Make a sweet vegan rice pudding that is dairy-free and egg-free and uses soy milk for a lower fat and healthier rice pudding. Though the recipe calls for soy milk, just about any other non-dairy and vegan milk substitute will work just fine. Soy milk has the thickest, richest texture with a neutral flavor, but almond milk, coconut milk or even rice milk or cashew milk would also work well in this recipe. 

Sprinkle the top with a bit of extra cinnamon and nutmeg to serve, if you'd like. Or, to make this recipe a little different, swap out the raisins for other treats: dried cranberries or currants or another kind of dried fruit chopped small. 

Vegan rice pudding makes for a sweet breakfast treat or a traditional dessert anytime. It's one of those dishes you can bring to a family gathering and the carnivores will likely never know they're eating vegan dessert (unless you tell them).

--------

Challenges:
1: According to the vegan rice pudding passage, which non-dairy milk gives the thickest, richest texture?
2: Extend the passage on vegan rice pudding, picking up after its last sentence.

Data excerpt:

--------

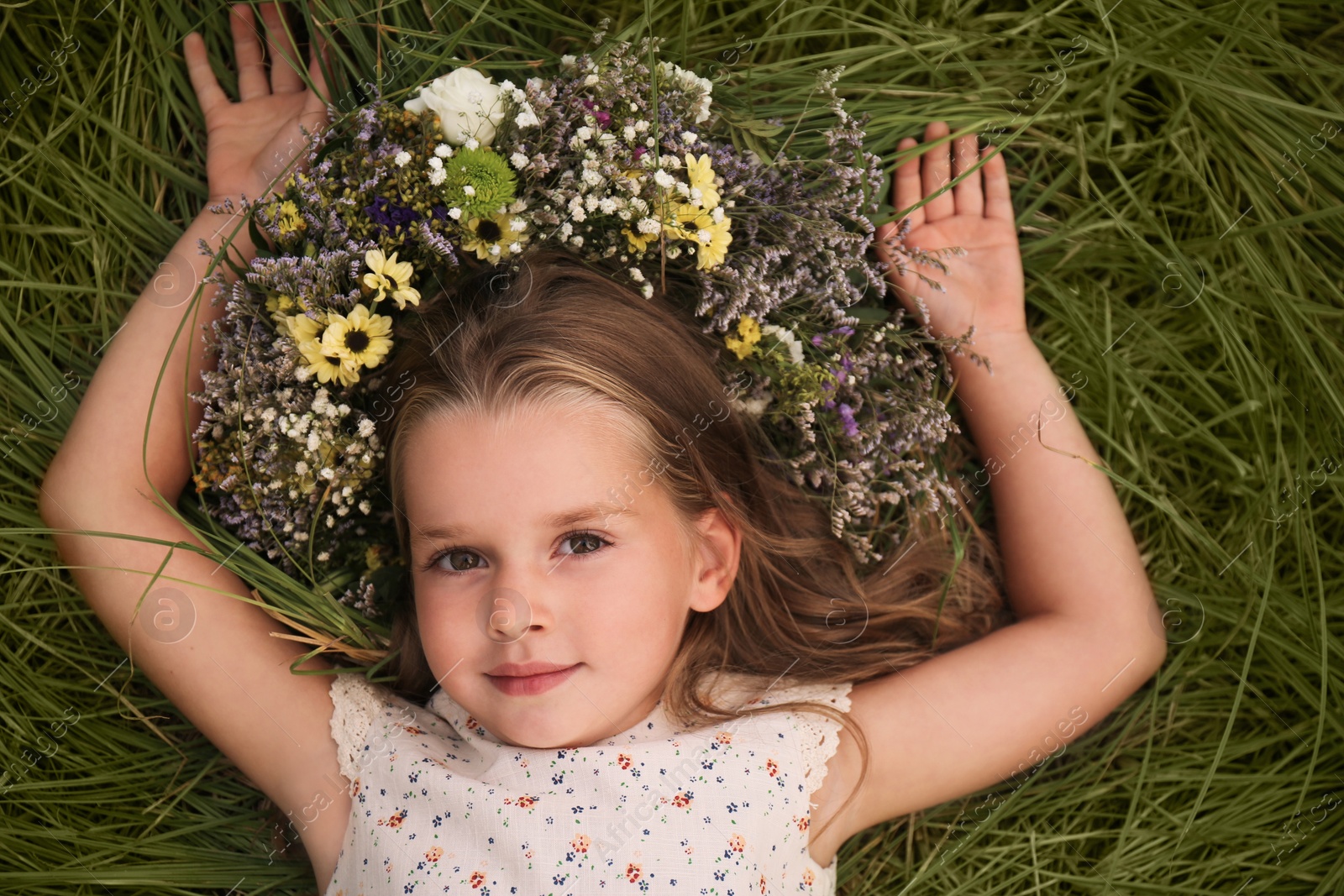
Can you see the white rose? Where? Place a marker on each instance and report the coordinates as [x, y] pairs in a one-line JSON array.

--------

Answer list:
1: Soy milk.

2:
Ingredients

  • 1/2 cup white rice
  • 4 cups soy milk (or any other vegan non-dairy milk substitute)
  • 2 tsp. vanilla extract
  • 1 tsp. cinnamon
  • Dash of nutmeg
  • 1/4 cup sugar
  • 1/2 cup raisins

Steps to Make It

  1. Preheat the oven to 275 F.

  2. Mix all ingredients in a bowl and place it in a 1 1/2 quart lightly oiled, ovenproof dish. Bake while covered, for 3 hours, or until the pudding sets.